# Costs of DTG printing



## MagnumGrafX (Nov 6, 2007)

I'm looking for information on costs of printing DTG. Thinking about adding a unit to our shop. If anyone has a baseline for costs to do a shirt, white & black shirts. Just throwing it around. 

What kind of machine you print with, happy with it, how many shirts you print a month?


----------



## Printzilla (Mar 22, 2007)

It depends.  I have owned a Kornit, 16 Epson based printers, and now use a Brother 782. Here are my thoughts. 

The Kornit has the cheapest ink, but costs between 120-280k to get started, and they do not have the best reputation for reliability. They do put out amazing prints when they work. 

The Brother 782, which I currently use, costs around 62k to get started. It has been a marvelous machine for me so far. It has its issues, issues just like every piece of equipment, but they are minor, and Brother is working to correct them to make the machine perfect. The ink is expensive if you are not buying in bulk. I find that it costs less to print o. The Brother than it did my Epson based machines, however the daily maintenance cost is between $12-$15. 

The Epson based machines are between 12-20k, so they are the cheapest to get into. The ink is cheaper, but it uses almost twice as much per print, so the per print cost is the same if not higher. They put out incredible detail. The reason I chose to move away from the Epson based units was the print did not last as long or feel as good as the Brother. 

All the units require a pretreatment to be sprayed on the garment before printing with white ink, so this factors into cost as well.

Supplied information ->

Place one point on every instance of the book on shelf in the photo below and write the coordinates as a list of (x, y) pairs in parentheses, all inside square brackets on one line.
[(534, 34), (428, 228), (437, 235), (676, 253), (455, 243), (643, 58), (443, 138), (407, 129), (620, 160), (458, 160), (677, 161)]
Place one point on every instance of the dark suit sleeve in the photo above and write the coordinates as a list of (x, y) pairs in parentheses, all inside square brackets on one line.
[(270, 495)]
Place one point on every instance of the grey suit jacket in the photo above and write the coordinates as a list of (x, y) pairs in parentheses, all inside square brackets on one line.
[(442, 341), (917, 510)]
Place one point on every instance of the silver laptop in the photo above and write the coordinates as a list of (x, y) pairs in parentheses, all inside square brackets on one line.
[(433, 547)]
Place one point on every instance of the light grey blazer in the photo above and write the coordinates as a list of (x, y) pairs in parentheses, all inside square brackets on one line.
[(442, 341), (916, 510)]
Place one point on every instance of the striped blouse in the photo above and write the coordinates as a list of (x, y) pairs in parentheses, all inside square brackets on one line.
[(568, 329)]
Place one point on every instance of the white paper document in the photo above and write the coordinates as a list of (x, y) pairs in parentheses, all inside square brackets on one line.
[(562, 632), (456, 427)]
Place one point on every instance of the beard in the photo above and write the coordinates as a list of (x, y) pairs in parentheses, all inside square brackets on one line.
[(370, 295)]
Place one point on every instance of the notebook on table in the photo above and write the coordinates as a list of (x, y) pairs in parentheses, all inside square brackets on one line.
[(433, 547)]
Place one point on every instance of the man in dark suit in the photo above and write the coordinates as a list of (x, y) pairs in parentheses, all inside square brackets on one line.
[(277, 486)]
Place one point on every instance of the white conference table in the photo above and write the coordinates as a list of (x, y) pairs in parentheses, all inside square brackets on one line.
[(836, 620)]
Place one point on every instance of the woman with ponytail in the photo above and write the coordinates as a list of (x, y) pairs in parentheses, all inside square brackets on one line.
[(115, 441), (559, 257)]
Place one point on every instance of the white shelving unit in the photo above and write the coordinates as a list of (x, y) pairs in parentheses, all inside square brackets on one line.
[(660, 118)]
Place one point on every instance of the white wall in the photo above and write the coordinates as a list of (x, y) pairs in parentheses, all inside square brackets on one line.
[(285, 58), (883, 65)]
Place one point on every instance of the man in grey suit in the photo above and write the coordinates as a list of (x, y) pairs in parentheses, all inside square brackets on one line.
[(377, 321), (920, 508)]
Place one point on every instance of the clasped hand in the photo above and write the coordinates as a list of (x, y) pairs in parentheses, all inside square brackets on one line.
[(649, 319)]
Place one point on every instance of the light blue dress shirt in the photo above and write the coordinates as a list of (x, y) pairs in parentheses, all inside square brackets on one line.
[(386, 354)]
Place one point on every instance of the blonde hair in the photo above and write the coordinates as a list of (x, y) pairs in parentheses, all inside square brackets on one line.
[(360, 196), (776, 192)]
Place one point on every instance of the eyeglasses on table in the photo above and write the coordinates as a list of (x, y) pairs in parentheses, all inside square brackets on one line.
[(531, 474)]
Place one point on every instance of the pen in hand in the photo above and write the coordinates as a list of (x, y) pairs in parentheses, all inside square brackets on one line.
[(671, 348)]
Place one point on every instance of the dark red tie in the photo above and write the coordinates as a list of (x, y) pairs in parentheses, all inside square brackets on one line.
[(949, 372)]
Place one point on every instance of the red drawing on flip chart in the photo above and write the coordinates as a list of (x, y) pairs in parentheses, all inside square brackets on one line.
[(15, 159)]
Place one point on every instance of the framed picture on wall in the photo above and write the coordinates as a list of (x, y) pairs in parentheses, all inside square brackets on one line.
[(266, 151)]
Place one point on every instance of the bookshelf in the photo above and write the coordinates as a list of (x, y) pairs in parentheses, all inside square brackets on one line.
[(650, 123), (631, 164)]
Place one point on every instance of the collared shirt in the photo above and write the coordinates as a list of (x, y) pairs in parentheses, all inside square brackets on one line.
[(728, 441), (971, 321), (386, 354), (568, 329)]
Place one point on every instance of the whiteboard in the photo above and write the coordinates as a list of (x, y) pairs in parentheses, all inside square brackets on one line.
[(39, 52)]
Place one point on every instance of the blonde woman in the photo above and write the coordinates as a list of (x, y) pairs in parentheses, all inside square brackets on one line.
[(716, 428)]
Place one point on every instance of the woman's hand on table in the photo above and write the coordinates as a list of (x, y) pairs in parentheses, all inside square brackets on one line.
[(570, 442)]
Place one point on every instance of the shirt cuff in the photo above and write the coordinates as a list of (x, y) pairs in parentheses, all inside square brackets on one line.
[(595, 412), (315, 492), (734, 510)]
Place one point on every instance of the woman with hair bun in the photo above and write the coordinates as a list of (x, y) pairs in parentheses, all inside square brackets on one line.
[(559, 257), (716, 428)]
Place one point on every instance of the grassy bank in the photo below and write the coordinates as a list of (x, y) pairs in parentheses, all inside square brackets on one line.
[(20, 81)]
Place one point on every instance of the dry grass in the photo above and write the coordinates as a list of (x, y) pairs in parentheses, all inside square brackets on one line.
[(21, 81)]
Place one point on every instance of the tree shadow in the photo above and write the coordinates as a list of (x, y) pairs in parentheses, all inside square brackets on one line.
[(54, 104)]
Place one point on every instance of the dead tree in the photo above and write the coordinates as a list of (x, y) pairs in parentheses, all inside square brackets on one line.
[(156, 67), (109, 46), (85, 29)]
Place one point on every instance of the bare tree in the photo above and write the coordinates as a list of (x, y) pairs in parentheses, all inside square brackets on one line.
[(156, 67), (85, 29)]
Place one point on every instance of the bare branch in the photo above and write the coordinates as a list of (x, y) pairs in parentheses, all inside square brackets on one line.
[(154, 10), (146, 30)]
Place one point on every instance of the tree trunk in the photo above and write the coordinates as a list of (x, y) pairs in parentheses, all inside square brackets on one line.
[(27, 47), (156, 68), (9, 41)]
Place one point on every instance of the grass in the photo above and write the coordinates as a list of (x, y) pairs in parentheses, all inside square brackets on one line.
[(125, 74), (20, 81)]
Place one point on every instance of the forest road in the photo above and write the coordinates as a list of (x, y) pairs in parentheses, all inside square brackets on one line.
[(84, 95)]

Problems to solve ->
1. List the three printer types that Printzilla says they have owned or currently use in the DTG printing thread.
2. According to the DTG printing thread, what is the daily maintenance cost of the Brother 782?
The items come from a different source than the DTG printing thread.

Per-task answers ->
1. Kornit, Epson based printers, Brother 782

2. Between $12 and $15.